Problem to work on: Copy all lines below containing "poppy".

Provided records:
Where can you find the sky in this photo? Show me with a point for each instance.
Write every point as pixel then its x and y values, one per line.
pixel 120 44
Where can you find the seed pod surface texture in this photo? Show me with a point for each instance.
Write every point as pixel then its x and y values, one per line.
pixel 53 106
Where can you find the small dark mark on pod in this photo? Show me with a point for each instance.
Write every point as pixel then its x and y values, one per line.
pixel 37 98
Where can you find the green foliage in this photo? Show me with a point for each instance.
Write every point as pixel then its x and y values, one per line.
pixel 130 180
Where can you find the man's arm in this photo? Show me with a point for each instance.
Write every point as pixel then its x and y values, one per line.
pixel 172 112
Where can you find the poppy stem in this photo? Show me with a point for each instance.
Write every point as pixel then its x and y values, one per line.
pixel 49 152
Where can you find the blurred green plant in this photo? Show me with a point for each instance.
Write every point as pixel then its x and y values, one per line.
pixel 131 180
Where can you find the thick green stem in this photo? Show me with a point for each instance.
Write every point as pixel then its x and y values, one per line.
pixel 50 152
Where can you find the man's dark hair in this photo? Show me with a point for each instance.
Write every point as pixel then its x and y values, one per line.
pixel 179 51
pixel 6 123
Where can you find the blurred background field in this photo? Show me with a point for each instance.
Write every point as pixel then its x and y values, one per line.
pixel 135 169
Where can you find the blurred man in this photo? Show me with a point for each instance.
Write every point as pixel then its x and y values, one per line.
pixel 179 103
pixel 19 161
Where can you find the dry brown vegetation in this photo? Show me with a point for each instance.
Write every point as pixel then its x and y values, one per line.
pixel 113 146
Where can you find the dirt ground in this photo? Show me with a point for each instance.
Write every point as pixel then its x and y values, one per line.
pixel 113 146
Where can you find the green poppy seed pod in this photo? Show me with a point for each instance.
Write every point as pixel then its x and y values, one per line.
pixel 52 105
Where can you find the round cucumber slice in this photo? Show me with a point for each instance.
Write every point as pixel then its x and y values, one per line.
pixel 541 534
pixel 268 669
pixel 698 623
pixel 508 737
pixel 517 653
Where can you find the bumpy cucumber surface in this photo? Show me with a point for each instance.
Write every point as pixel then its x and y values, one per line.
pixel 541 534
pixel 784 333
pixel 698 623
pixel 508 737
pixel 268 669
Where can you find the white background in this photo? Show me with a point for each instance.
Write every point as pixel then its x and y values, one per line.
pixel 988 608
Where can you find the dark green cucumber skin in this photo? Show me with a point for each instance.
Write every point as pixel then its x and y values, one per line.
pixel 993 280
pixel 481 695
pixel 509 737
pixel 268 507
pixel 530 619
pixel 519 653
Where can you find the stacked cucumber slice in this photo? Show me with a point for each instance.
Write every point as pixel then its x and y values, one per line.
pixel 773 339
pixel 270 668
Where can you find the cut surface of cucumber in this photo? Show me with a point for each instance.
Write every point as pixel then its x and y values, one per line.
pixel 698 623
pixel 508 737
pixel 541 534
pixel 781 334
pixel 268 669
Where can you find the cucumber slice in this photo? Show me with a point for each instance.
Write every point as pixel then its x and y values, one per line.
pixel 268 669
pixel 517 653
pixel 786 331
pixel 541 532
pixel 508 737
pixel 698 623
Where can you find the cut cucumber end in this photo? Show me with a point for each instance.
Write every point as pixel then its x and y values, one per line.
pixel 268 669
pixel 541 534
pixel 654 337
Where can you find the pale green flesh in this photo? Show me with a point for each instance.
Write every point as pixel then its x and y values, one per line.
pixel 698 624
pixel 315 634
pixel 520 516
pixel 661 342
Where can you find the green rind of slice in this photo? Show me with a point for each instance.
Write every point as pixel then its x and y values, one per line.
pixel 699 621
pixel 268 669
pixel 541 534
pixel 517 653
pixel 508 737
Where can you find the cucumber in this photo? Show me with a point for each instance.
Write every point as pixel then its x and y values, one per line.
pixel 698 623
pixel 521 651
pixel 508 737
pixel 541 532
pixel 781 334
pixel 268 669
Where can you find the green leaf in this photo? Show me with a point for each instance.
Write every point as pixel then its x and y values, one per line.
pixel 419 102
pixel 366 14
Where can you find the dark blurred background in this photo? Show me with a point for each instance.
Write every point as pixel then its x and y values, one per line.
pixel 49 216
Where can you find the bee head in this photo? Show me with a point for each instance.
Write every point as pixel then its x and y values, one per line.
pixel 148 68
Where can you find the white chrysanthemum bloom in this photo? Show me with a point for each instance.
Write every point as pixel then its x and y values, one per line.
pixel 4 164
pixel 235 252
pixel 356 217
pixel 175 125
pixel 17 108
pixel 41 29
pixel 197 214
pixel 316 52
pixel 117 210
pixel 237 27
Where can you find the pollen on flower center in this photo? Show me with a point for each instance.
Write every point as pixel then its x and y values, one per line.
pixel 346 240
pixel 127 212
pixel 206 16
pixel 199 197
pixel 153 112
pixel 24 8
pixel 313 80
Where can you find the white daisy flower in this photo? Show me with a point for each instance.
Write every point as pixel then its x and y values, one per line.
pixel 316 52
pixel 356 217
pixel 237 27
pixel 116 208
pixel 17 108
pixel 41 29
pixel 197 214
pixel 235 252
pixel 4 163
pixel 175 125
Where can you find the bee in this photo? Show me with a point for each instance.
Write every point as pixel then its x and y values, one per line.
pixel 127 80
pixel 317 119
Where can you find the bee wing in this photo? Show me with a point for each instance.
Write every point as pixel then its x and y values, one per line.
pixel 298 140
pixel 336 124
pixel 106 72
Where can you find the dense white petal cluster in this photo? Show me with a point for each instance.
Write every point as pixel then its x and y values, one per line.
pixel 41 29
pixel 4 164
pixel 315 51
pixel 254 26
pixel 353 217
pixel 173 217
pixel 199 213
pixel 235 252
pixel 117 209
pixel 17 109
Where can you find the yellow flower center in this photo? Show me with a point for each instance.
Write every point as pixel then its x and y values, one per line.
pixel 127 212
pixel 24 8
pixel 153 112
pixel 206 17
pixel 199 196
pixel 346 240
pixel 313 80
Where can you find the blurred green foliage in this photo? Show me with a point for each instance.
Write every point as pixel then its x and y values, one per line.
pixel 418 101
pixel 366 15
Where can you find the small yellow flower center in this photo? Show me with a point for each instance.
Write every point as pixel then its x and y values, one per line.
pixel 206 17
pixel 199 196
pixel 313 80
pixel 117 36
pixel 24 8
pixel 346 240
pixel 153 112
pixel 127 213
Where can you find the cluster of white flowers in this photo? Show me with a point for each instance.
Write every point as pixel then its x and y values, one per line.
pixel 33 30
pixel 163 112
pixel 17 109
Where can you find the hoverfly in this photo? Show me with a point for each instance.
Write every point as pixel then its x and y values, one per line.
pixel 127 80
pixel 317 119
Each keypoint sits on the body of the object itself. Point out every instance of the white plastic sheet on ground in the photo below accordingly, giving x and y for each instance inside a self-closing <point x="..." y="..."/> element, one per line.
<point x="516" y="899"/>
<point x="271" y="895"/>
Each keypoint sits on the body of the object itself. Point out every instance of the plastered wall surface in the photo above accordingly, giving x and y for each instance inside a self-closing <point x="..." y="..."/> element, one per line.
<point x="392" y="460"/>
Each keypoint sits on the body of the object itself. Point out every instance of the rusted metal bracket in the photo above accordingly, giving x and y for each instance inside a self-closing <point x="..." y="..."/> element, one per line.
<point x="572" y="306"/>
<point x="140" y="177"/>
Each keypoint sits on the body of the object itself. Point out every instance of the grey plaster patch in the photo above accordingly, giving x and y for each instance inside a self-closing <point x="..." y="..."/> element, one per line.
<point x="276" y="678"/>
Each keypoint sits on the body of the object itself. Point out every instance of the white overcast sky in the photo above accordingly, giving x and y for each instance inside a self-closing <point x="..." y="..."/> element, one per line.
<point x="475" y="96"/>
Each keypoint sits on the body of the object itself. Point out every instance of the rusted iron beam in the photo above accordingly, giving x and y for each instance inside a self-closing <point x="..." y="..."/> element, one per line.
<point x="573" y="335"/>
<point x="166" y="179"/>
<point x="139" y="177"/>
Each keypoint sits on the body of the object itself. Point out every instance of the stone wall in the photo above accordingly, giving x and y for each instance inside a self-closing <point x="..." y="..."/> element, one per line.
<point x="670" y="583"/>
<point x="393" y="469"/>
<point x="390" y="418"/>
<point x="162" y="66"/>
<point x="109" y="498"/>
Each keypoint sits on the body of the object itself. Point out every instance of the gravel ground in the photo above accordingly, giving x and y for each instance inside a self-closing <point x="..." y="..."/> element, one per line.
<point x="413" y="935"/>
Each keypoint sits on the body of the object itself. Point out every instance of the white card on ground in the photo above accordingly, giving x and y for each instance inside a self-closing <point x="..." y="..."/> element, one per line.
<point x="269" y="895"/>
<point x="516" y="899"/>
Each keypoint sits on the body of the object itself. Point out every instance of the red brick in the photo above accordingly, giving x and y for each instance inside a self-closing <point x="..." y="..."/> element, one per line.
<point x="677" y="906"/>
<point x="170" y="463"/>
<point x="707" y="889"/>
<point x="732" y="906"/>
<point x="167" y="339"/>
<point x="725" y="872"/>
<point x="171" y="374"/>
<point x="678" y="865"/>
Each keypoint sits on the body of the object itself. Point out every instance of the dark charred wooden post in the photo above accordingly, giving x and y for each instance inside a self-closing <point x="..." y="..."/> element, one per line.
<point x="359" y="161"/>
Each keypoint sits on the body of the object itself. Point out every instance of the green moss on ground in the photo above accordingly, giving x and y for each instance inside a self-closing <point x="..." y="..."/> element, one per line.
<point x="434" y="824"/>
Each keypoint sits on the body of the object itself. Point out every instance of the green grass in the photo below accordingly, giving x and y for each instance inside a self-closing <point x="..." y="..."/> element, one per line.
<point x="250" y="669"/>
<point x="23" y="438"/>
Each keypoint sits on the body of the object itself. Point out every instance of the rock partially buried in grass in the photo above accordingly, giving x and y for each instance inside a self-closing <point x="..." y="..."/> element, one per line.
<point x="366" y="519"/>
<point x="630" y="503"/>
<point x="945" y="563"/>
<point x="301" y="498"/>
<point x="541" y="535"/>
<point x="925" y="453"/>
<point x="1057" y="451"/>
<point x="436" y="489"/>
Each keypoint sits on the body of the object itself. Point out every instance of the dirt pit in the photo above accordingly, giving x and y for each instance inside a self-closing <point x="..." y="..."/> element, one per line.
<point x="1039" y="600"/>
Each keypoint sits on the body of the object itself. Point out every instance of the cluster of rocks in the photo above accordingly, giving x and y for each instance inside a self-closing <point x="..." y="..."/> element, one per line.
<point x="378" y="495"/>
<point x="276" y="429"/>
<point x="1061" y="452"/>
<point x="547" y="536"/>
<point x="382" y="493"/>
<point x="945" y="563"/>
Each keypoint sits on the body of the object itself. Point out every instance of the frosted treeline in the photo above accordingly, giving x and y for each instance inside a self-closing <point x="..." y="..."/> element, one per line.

Solution to this problem:
Where can you find the poppy stem in this photo? Show me with a point for each instance.
Where can you find the green poppy seed pod in this photo? Show me with a point for each instance.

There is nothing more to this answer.